On 12/08/2010 05:26 AM, [email protected] wrote:
I will continue to use ATS with fixed timeouts and post results later. By now:
Pros:
+ HTTP11 support (no errors which I saw when I was using squid)
+ Compact binary log
++ One big cache-db file instead of lot of small files
+++ Caching algorithm works just fine out-of-the-box. I mean I don't need to tune
"max_object_size", increase TTL for images and CSS files. Looks like ATS
handles this things automatically.
Great! yes, all these features you mention I 100% agree are major "wins"
with ATS.
Cons:
- A lot of config files
- A lot of irrelevant config options. Why should I care? I want simple proxy.
Today is XXI century, do you think HTTP caching is still so complex? :)
We are painfully aware of this, and it will be addressed further after
the stable v3.0 release. It will take time though, so hopefully people
will bear with us (what makes it particularly complicated is that we
wish to improve/build more on our clustering features, which requires
configs to be shareable and dynamically reloadable).
That much said, one thing I've been thinking of is to provide either a
small 'wizard' (command line thing, answer a few questions, and it'll
set up your configs). Or, ship with a small number of config sets (e.g.
"Forward proxy", "Reverse proxy" and "Transparent proxy"), which would
then unpack the required files, perhaps with minimal defaults.
One problem today with eliminating a lot of the "defaults" from
records.config is that without them, it's difficult to find / know what
settings you can tweak. As in your case, the timeouts are obviously very
important. But even so, I think we can provide smaller defaults for
these three config sets, which might turn records.config into maybe 40
configs, instead of 400+.
- Need to compile it. Figuring out that I have to disable "fd_events" (or smth)

● **EXERCISE REQUIREMENTS**
Copy out the mailing-list message on the pros and cons of ATS in full, keeping every line and character unchanged.

● **DATA SECTION**

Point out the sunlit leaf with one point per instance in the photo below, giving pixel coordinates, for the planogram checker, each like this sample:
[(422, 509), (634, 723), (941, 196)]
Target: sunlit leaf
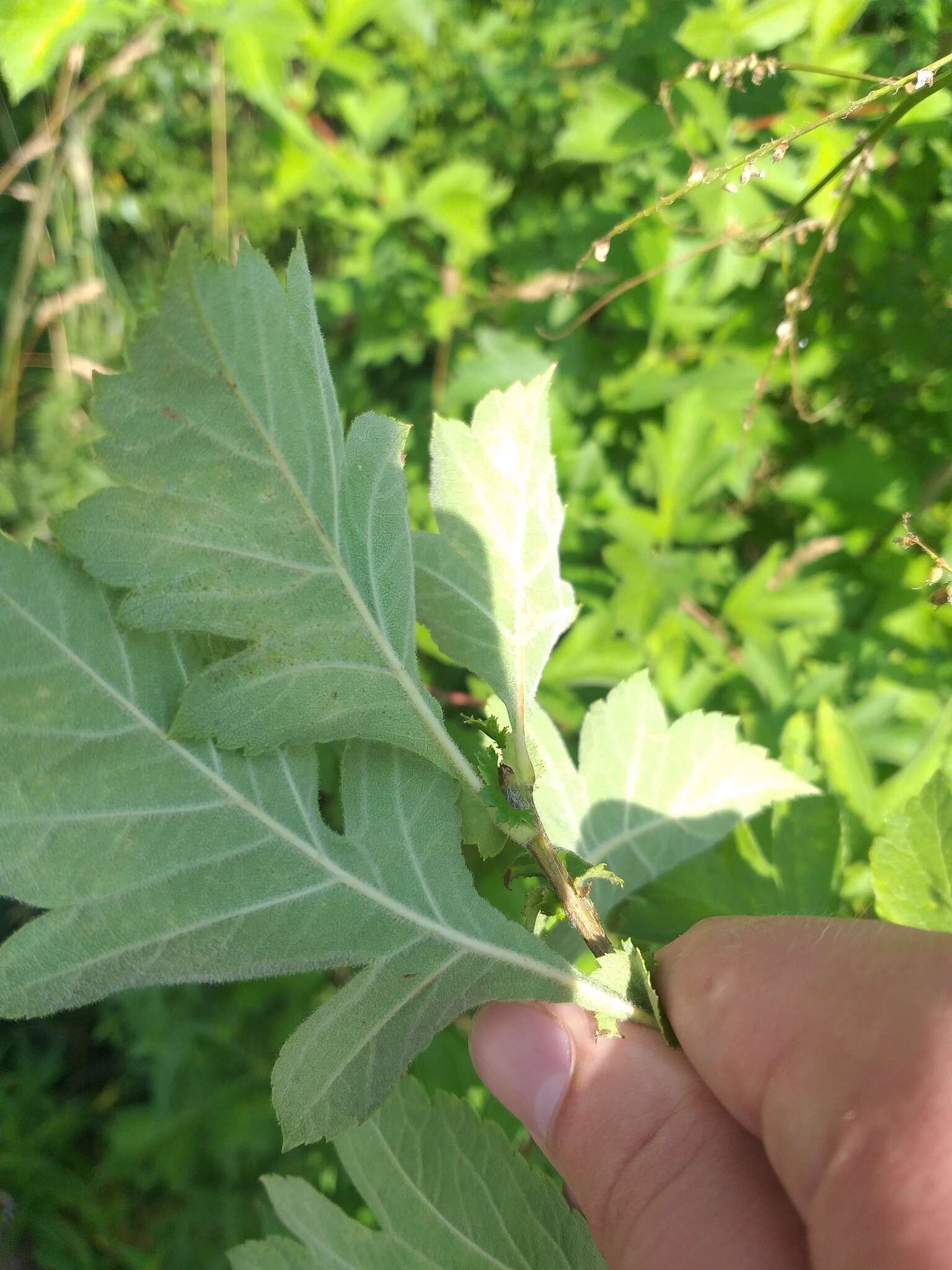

● **WRITTEN RESPONSE**
On 12/08/2010 05:26 AM, [email protected] wrote:
I will continue to use ATS with fixed timeouts and post results later. By now:
Pros:
+ HTTP11 support (no errors which I saw when I was using squid)
+ Compact binary log
++ One big cache-db file instead of lot of small files
+++ Caching algorithm works just fine out-of-the-box. I mean I don't need to tune
"max_object_size", increase TTL for images and CSS files. Looks like ATS
handles this things automatically.
Great! yes, all these features you mention I 100% agree are major "wins"
with ATS.
Cons:
- A lot of config files
- A lot of irrelevant config options. Why should I care? I want simple proxy.
Today is XXI century, do you think HTTP caching is still so complex? :)
We are painfully aware of this, and it will be addressed further after
the stable v3.0 release. It will take time though, so hopefully people
will bear with us (what makes it particularly complicated is that we
wish to improve/build more on our clustering features, which requires
configs to be shareable and dynamically reloadable).
That much said, one thing I've been thinking of is to provide either a
small 'wizard' (command line thing, answer a few questions, and it'll
set up your configs). Or, ship with a small number of config sets (e.g.
"Forward proxy", "Reverse proxy" and "Transparent proxy"), which would
then unpack the required files, perhaps with minimal defaults.
One problem today with eliminating a lot of the "defaults" from
records.config is that without them, it's difficult to find / know what
settings you can tweak. As in your case, the timeouts are obviously very
important. But even so, I think we can provide smaller defaults for
these three config sets, which might turn records.config into maybe 40
configs, instead of 400+.
- Need to compile it. Figuring out that I have to disable "fd_events" (or smth)